Kinetic Seas Incorporated reported its financial results for the first quarter of 2025, revealing a consulting revenue of $67,871, a significant increase from $10,554 in the same period of 2024. The cost of consulting labor also rose to $57,162 from $7,841 year-over-year, resulting in a gross margin of $10,708 compared to $2,713 in the prior year. Despite the increase in revenue, the company incurred a net loss of $223,891, slightly higher than the $199,338 loss reported in the first quarter of 2024. The loss per share remained consistent at $(0.01) for both periods.
The company experienced notable changes in its financial position compared to the previous fiscal period. Total assets decreased to $165,676 as of March 31, 2025, down from $190,417 at the end of 2024. Current liabilities also saw a reduction, totaling $1,349,148 compared to $2,212,497 at the end of the previous year. The stockholders' deficit improved to $(1,183,472) from $(2,022,081), reflecting a shift in the company's capital structure following a series of stock issuances and conversions.
Strategically, Kinetic Seas has undergone significant organizational changes, including a merger with Oncology Med, Inc. in January 2025, which has positioned the company to focus on artificial intelligence (AI) consulting and GPU cloud hosting. The company appointed new directors and issued a substantial number of shares to them and new employees, which has resulted in a shift in control. The company is now concentrating on five segments within the AI space, with an emphasis on education and training to facilitate the integration of AI technologies into existing businesses.

SUPPLIED ENTRIES:
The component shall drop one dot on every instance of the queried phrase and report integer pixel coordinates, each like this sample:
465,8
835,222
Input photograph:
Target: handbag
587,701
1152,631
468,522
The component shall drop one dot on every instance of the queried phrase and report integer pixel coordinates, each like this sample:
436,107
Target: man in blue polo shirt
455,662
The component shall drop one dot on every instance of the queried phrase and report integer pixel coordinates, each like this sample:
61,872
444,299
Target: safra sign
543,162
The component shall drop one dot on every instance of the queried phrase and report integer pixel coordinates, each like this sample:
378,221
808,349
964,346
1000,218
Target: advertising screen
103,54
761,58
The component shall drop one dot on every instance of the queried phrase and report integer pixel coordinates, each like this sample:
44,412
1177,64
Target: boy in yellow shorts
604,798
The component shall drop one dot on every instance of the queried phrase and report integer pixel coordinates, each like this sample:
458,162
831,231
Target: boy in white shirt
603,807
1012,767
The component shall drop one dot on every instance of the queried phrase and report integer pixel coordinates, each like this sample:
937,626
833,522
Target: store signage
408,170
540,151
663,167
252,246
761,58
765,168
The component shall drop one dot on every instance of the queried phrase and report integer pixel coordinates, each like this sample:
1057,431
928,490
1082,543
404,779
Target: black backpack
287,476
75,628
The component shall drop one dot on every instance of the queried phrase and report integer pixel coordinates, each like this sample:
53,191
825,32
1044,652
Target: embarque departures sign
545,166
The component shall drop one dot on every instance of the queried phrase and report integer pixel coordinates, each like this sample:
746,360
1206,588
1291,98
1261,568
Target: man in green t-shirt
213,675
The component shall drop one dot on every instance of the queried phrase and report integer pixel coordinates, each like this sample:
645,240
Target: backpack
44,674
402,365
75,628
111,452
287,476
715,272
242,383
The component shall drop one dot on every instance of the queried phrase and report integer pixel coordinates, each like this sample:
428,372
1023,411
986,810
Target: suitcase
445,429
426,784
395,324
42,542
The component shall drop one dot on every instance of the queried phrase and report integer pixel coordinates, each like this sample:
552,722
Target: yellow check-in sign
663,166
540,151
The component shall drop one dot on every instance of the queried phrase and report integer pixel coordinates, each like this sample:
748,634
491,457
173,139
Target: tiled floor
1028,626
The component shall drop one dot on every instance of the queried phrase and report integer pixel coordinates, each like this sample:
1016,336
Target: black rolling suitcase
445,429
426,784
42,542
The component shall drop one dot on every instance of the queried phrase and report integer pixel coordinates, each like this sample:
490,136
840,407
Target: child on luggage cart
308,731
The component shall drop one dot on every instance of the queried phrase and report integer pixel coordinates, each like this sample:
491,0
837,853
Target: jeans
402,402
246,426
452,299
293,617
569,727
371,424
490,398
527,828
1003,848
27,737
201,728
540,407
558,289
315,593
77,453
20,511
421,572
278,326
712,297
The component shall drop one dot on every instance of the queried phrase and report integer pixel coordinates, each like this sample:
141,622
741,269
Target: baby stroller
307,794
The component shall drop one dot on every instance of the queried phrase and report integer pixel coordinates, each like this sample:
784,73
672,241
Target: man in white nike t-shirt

THE TASKS:
[A] In the Kinetic Seas report, rewrite the paragraph beginning "The company experienced notable changes" as a short bulleted list that keeps its main figures.
[B] Answer these questions from the Kinetic Seas report:
(i) What was the company's consulting revenue in the first quarter of 2025?
(ii) What were total assets as of March 31, 2025?
(iii) Which company did Kinetic Seas merge with in January 2025?

OUTPUTS:
[A]
- Total assets fell to $165,676 as of March 31, 2025, from $190,417 at the end of 2024.
- Current liabilities dropped to $1,349,148 from $2,212,497 at the end of the previous year.
- Stockholders' deficit improved to $(1,183,472) from $(2,022,081).
- The change in capital structure followed a series of stock issuances and conversions.

[B]
(i) $67,871
(ii) $165,676
(iii) Oncology Med, Inc.